(Data listing Opens)

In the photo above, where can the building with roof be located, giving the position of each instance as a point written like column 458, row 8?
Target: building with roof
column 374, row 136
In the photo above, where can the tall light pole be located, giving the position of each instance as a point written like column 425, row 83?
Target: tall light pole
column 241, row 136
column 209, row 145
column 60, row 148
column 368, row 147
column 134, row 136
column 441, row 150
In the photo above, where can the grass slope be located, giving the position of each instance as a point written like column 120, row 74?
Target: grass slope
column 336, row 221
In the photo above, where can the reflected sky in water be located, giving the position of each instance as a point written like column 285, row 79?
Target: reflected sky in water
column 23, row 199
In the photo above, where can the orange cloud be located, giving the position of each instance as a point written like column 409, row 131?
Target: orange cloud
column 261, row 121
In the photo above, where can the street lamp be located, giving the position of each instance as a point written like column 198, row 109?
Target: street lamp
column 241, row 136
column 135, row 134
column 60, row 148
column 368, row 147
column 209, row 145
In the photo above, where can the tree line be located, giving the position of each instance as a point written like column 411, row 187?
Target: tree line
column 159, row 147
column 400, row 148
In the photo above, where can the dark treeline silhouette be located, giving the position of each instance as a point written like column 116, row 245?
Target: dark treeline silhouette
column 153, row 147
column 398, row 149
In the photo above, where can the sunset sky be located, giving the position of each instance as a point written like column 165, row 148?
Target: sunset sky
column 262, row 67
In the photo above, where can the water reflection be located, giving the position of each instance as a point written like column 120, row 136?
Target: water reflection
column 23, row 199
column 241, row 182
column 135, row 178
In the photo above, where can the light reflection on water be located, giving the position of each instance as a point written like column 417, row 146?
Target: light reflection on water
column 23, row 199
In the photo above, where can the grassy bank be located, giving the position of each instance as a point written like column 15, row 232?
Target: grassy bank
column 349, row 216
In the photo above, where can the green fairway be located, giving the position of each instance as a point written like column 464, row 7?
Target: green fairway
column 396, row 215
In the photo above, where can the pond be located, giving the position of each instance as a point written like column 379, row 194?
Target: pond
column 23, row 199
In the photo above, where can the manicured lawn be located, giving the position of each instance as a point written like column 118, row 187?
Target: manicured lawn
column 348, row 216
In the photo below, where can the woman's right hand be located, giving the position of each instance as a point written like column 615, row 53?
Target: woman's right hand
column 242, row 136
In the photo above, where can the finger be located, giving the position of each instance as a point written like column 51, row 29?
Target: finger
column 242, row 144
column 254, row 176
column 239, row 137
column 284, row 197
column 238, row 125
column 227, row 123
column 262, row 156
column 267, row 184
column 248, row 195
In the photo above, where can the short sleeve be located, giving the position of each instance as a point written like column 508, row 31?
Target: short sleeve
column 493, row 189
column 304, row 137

(Data listing Closes)

**Directions**. Each record above should be retyped in full, exactly as shown.

**Task result**.
In the photo above, where can the building with roof be located, giving the position of each instance as a point written like column 458, row 8?
Target: building with roof
column 374, row 136
In the photo above, where can the tall light pole be located, giving the position of each instance as a point written like column 425, row 83?
Target: tall light pole
column 241, row 136
column 209, row 145
column 60, row 148
column 368, row 147
column 134, row 136
column 441, row 150
In the photo above, where can the grass slope be located, giving the position of each instance as a point written like column 120, row 74?
Target: grass slope
column 336, row 221
In the photo above, where can the reflected sky in water be located, giving the position of each instance as a point written like column 285, row 79?
Target: reflected sky in water
column 23, row 199
In the photo above, where can the orange cloud be located, giving the position of each instance as a point written like column 409, row 131?
Target: orange cloud
column 261, row 121
In the photo above, where can the street lamp be located, giving the position of each instance as a point written like column 198, row 109?
Target: street lamp
column 241, row 136
column 135, row 134
column 60, row 148
column 368, row 147
column 209, row 145
In the photo above, where can the tree line be located, giving the position of each instance as a point written like column 411, row 187?
Target: tree line
column 159, row 147
column 400, row 148
In the photo above, where can the dark treeline silhouette be located, giving the position of each instance as a point written like column 116, row 245?
Target: dark treeline silhouette
column 153, row 147
column 398, row 149
In the photo above, where can the sunset sky be located, giving the position of each instance as a point written like column 165, row 148?
Target: sunset sky
column 262, row 67
In the photo above, where can the water reflection be located, giving the position of each instance as a point written like column 120, row 136?
Target: water reflection
column 23, row 199
column 241, row 182
column 135, row 178
In the photo above, where can the light reflection on water be located, giving the position of each instance as a point written like column 417, row 146?
Target: light reflection on water
column 23, row 199
In the photo above, where can the grassy bank be located, giving the position of each instance as a point written like column 15, row 232?
Target: grassy bank
column 349, row 216
In the photo above, where can the green fairway be located, giving the position of each instance as a point written like column 464, row 7?
Target: green fairway
column 396, row 215
In the photo above, where can the pond be located, giving the position of each instance as a point written like column 379, row 194?
Target: pond
column 23, row 199
In the photo above, where can the manicured lawn be located, giving the position of each instance as a point written like column 118, row 187?
Target: manicured lawn
column 348, row 216
In the photo below, where can the woman's right hand be located, giving the position of each instance as a point written like column 615, row 53?
Target: woman's right hand
column 242, row 136
In the photo above, where can the finger be located, giving the position of each instance as a point written like column 51, row 29?
Target: finger
column 242, row 144
column 254, row 176
column 239, row 137
column 284, row 197
column 238, row 125
column 227, row 123
column 262, row 156
column 267, row 184
column 248, row 195
In the photo above, where can the short sleeve be located, giving the position of each instance as a point written like column 508, row 31?
Target: short sleeve
column 493, row 189
column 304, row 137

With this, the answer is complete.